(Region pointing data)
----
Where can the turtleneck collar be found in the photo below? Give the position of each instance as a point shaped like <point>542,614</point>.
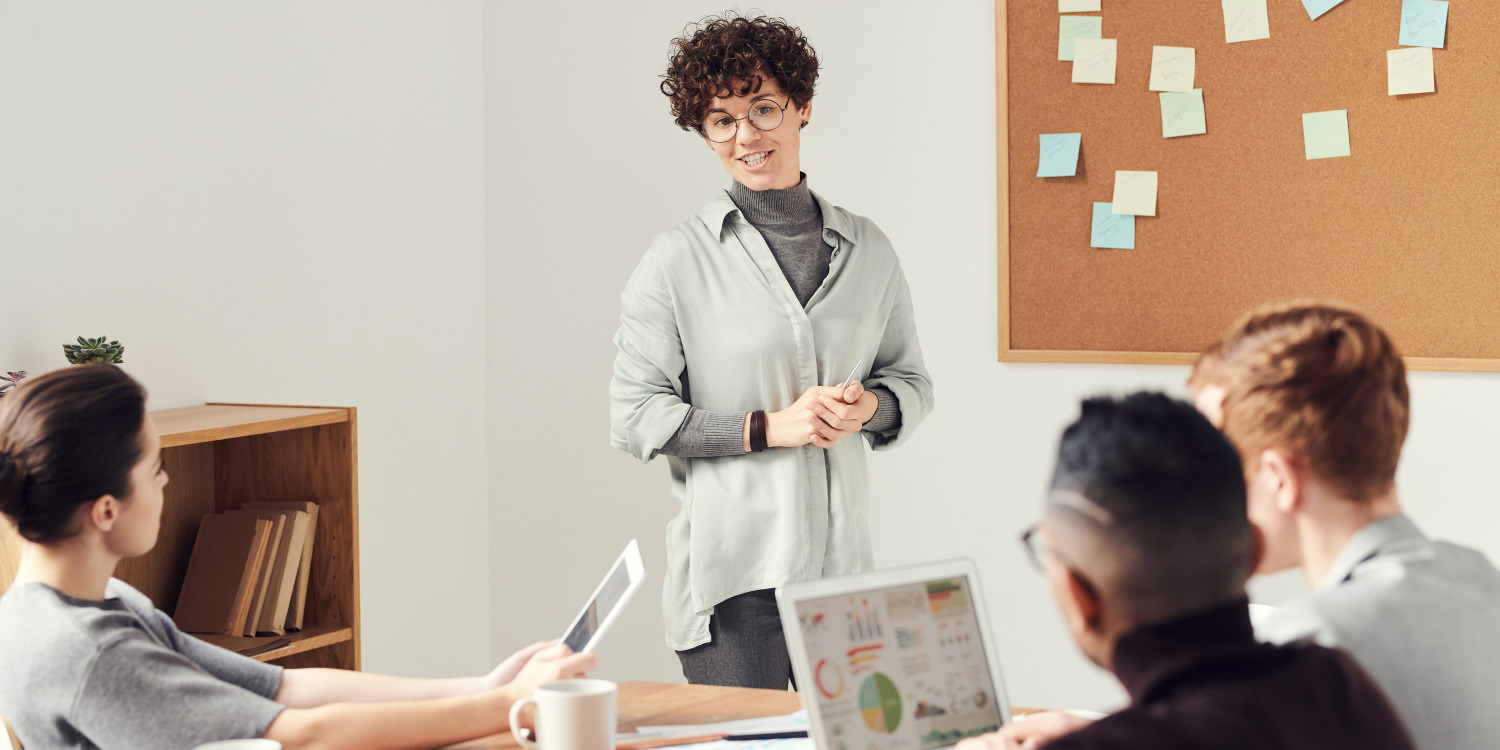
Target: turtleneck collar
<point>776,207</point>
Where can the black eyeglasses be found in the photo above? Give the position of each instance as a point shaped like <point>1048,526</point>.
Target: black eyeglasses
<point>1035,552</point>
<point>764,114</point>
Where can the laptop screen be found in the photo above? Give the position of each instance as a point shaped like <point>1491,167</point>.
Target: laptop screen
<point>899,668</point>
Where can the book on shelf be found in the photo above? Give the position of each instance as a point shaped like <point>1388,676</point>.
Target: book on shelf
<point>263,576</point>
<point>297,603</point>
<point>282,572</point>
<point>222,575</point>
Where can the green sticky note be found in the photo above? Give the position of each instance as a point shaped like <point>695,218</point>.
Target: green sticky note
<point>1112,230</point>
<point>1073,27</point>
<point>1182,113</point>
<point>1424,23</point>
<point>1059,155</point>
<point>1326,134</point>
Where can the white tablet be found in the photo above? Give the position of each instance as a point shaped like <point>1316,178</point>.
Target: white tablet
<point>609,599</point>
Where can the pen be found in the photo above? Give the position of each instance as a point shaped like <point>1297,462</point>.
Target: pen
<point>669,741</point>
<point>851,375</point>
<point>768,735</point>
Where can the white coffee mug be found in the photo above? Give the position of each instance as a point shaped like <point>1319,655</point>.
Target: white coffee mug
<point>572,714</point>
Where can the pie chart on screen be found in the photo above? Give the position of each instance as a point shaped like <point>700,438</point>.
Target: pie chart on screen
<point>879,704</point>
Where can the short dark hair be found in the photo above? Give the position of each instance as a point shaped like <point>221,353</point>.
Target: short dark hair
<point>68,438</point>
<point>1169,500</point>
<point>732,54</point>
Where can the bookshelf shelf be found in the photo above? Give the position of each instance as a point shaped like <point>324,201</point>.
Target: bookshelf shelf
<point>224,455</point>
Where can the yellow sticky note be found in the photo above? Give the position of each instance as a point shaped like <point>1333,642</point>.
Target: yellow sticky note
<point>1245,20</point>
<point>1409,71</point>
<point>1172,68</point>
<point>1134,194</point>
<point>1094,60</point>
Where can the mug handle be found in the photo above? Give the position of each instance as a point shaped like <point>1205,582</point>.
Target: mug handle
<point>515,719</point>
----
**Task directions:** When you reach the line containing "Where can the black" in the data above, start copying exactly, and stop after the line containing "Where can the green".

**Exercise solution:**
Where can the black eyeglasses be found in the photo above? Give the position of each instance as a point shaped like <point>1048,526</point>.
Target: black eyeglasses
<point>1035,552</point>
<point>764,114</point>
Where can the laptop screen be found in the photo above? Give the position of each instance as a point shaped like <point>1491,167</point>.
Target: laptop screen
<point>899,668</point>
Where can the book on shelf be found in the photo above? Give the position of each instance as a point shaped like <point>1388,676</point>.
Target: book on shelf
<point>263,576</point>
<point>297,603</point>
<point>282,572</point>
<point>222,575</point>
Where can the green sticky note be found in the photo above? Give the position of each instance as a point shaped like <point>695,218</point>.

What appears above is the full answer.